──────── Text section ────────

Mailing List Hosted on Kabissa - Space for Change in Africa

a12n-collaboration Mailing List Archive: RE: [A12n-Collab] Re: 5 categories of African orthographies (Latin)

[Date Prev][Date Next][Thread Prev][Thread Next] [Date Index] [Thread Index]

  • Subject: RE: [A12n-Collab] Re: 5 categories of African orthographies (Latin)
  • From: Tunde Adegbola <taintransit@xxxxxxxxxxx>
  • Date: Wed, 26 Dec 2007 20:39:18 +0100
  • Importance: Normal

Hi Don,
I have been out of circulation for some time, having been working in a remote part of Sao Tome & Principe.  I have therefore had rather weak access to the Internet and hence the on-going discussion.  However, I managed to acknowledge some postings, particularly that of Andrew Cunningham, which addressed my position directly.

──────── Stored data ────────

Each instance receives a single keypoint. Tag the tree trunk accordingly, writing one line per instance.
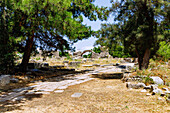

────────

## Challenges
**1.** In the mailing list post, where had the writer been working?
**2.** Please carry on the mailing list post from its last sentence.

## Final answers
**1.** In a remote part of Sao Tome & Principe.

**2.**
From the discussion so far and based on the strong valid augments put forward by Andrew and others, I feel convinced to withdraw the request for unique code points for tone-marked under-dotted vowels.  I feel it will be more productive to devote my energy to promoting uniformity in the way these characters are realised. 
May I therefore revive the discussion you and I had in South Africa on the possibility of giving a language technology flavour to the West African Languages Congress scheduled to hold in Ghana, August 2008.  It will be worthwhile invite someone with knowledge of how UNI CODE works for African languages to lead a workshop.  It should be possible to get some of our local funding partners to assist.
Tunde

-----------------------------------------------------------------------------------------------
Tunde Adegbola (Ph.D.)
Executive Director
African Languages Technology Initiative
(Alt-I ... Inserting African issues into the agenda of the knowledge age)
President
Tiwa Systems Ltd.
 
11 Oluyole Way, New Bodija Ibadan, Nigeria.
+234 8034019398
------------------------------------------------------------------------------------------------



From: dzo@xxxxxxxxxxxx
To: a12n-collaboration@xxxxxxxxxxxx
Subject: RE: [A12n-Collab] Re: 5 categories of African orthographies (Latin)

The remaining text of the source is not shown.